◆ What this task involves: Number of lines below with the word "front": state it and write nothing more.

◆ Data in this exercise:
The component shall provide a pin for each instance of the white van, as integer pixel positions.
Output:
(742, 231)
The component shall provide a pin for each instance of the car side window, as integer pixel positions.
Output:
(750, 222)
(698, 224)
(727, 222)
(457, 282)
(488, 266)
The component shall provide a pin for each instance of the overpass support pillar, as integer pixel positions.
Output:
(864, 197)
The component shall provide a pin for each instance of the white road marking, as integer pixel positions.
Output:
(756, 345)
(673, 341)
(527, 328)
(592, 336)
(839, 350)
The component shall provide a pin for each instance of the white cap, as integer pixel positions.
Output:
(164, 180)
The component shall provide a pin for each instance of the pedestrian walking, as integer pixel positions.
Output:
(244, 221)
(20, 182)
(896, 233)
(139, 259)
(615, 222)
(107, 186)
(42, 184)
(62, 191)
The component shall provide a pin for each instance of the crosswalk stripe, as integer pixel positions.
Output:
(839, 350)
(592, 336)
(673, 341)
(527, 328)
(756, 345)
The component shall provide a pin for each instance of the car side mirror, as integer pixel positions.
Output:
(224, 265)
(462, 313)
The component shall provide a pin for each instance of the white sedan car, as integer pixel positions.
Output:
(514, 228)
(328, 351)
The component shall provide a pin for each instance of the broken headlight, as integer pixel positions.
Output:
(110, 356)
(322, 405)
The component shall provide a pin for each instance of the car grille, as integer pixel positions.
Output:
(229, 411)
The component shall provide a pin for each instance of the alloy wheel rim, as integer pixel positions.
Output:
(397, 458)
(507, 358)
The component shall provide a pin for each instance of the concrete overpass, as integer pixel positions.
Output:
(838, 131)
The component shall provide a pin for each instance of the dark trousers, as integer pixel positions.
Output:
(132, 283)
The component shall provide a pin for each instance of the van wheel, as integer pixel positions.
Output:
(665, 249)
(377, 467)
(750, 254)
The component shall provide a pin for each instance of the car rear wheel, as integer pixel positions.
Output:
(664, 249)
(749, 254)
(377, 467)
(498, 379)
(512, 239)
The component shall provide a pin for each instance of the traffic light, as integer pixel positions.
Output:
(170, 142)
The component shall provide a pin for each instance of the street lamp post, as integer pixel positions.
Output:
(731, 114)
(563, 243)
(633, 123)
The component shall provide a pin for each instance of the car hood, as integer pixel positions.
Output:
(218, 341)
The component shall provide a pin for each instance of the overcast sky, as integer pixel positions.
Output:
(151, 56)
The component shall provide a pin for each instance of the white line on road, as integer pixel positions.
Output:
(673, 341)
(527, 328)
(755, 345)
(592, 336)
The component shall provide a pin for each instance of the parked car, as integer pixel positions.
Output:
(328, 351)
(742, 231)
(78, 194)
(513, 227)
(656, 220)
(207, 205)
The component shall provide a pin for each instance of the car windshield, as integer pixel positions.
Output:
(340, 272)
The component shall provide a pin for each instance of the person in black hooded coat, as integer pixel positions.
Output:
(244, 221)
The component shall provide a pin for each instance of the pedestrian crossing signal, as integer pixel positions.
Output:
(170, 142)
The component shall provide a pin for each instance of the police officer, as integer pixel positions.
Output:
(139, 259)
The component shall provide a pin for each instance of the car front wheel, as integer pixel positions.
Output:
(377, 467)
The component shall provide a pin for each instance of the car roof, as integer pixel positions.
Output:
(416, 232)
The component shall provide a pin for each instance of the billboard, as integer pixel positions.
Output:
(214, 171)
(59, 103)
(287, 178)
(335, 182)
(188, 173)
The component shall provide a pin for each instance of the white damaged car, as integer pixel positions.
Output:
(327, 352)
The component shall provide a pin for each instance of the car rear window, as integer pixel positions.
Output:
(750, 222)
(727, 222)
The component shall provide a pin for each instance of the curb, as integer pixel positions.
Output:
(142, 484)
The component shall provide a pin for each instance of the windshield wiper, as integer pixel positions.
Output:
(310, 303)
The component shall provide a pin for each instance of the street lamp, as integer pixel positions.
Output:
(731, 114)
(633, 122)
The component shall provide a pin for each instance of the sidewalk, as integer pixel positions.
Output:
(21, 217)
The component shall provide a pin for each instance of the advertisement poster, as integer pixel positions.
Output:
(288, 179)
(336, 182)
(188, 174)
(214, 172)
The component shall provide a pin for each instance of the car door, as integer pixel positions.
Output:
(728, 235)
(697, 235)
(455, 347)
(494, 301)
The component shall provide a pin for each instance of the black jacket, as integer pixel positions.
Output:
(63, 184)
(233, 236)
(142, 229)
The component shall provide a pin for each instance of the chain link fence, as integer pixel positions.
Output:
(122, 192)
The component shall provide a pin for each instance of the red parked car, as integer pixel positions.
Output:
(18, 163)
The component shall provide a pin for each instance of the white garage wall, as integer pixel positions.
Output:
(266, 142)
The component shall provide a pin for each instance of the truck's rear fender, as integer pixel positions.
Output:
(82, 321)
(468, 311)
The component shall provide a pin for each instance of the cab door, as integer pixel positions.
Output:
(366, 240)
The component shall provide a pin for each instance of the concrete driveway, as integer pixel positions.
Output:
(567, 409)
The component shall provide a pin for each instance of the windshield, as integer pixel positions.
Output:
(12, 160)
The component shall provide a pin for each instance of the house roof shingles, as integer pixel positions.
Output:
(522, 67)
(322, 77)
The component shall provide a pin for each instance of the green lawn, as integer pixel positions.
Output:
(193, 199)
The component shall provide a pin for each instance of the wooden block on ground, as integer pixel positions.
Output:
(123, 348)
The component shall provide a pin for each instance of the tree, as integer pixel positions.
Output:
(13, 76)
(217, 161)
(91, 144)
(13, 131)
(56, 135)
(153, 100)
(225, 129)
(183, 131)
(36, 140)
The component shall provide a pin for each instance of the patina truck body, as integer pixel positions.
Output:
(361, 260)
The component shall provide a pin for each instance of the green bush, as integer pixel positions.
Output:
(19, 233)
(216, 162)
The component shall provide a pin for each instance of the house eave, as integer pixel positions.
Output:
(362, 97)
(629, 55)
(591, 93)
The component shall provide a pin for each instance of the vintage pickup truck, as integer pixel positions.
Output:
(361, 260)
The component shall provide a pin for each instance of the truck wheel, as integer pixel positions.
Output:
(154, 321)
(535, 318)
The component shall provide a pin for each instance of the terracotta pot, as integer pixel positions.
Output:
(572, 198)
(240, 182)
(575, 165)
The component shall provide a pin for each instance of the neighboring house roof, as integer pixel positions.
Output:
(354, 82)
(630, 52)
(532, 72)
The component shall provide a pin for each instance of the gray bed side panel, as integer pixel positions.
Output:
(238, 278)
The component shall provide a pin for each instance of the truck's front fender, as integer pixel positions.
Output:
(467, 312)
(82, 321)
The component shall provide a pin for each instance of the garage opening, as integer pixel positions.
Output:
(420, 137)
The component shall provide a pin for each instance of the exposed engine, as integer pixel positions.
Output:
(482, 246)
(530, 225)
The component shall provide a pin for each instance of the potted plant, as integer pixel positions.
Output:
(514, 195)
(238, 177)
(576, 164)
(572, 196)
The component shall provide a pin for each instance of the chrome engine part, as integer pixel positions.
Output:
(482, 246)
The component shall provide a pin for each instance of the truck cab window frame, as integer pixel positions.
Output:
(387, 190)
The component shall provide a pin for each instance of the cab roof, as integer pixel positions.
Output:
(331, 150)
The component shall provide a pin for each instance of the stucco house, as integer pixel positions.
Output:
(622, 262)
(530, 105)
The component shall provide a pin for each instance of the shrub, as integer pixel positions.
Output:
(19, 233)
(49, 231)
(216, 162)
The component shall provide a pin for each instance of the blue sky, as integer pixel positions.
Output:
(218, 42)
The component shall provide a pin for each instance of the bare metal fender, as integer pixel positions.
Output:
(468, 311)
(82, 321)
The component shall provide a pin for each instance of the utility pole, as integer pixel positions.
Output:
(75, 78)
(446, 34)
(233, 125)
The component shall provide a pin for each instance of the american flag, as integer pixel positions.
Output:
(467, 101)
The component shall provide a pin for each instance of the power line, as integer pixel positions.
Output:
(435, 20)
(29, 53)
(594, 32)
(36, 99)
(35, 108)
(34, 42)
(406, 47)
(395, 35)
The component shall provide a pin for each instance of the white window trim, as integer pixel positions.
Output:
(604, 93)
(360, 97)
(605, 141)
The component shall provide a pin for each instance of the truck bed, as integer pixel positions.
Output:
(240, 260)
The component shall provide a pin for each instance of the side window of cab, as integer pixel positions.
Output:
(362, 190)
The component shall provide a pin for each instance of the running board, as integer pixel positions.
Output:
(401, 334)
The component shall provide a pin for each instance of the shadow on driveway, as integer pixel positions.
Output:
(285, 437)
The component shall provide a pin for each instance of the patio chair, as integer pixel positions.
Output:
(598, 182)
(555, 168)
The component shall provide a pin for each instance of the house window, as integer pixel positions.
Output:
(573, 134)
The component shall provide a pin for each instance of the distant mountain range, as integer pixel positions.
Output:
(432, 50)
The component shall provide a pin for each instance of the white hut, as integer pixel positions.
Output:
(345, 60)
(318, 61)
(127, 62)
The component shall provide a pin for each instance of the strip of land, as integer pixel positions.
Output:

◆ The answer: 2